近年、フラッシュメモリーのような大容量の不揮発性記憶装置を利用することが可能である。その一方で、製品によりばらつきが生じ得るアナログ回路のキャリブレーションの用途等で、小容量で安価なOTP(One Time Programmable)メモリーへの需要がある。
OTPメモリーは1回だけ書き込みが可能な不揮発性メモリーである。例えば、FAMOS(Floating gate Avalanche-injection MOS)は、不揮発性メモリーの一種であって、紫外線により書き込み情報の消去が可能である。しかし、紫外線照射用窓のない一般に用いられるICパッケージで覆われた後は、小容量のOTPメモリーとして使用可能である。
例えば特許文献1の発明は、フローティングゲートの上に絶縁膜を介してコントロールゲートが形成されるFAMOSを開示している。このとき、コントロールゲートから測定した閾値電圧が一方の記憶状態で負、他方の記憶状態で正になるように設定し、2V程度の定電圧でも動作可能にしている。そのため、開発時にFAMOSを用いて、量産時には同一特性のマスクROMで置き換えることが可能である。

短い課題 1: 抜粋によれば、OTPメモリーはどのような不揮発性メモリーか。

データセット:
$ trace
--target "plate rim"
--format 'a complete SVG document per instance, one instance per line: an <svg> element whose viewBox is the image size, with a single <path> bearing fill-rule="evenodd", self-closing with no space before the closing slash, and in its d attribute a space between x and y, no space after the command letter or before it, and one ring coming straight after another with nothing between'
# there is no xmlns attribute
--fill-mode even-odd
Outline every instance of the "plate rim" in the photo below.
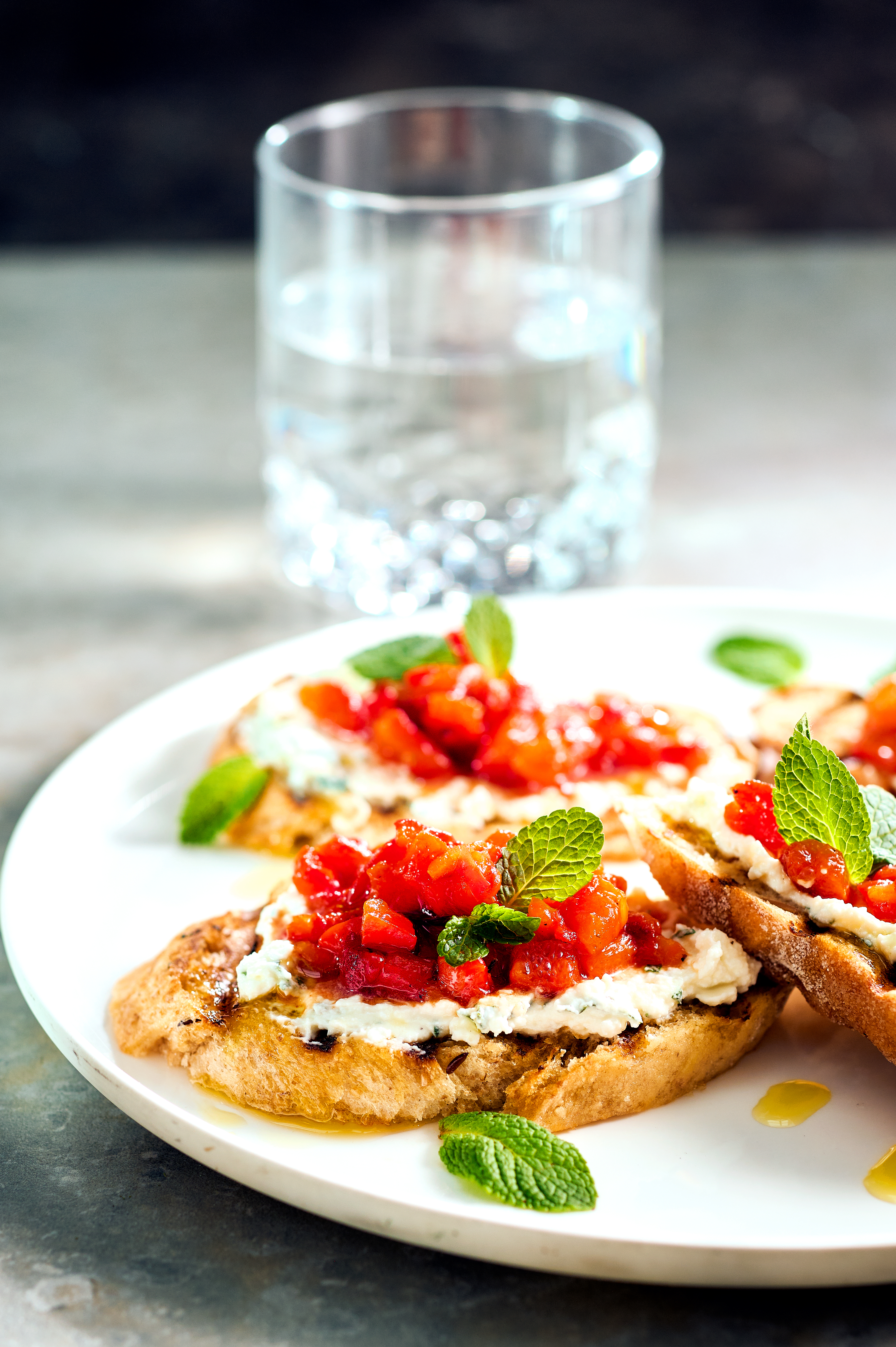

短い課題 2: 一覧のすべての行について、「plate rim」を「bowl rim」に置き換え、ほかは変えずに示せ。画像は答えに入れないこと。

完全な解答 1: 1回だけ書き込みが可能な不揮発性メモリーである。

完全な解答 2:
$ trace
--target "bowl rim"
--format 'a complete SVG document per instance, one instance per line: an <svg> element whose viewBox is the image size, with a single <path> bearing fill-rule="evenodd", self-closing with no space before the closing slash, and in its d attribute a space between x and y, no space after the command letter or before it, and one ring coming straight after another with nothing between'
# there is no xmlns attribute
--fill-mode even-odd
Outline every instance of the "bowl rim" in the photo below.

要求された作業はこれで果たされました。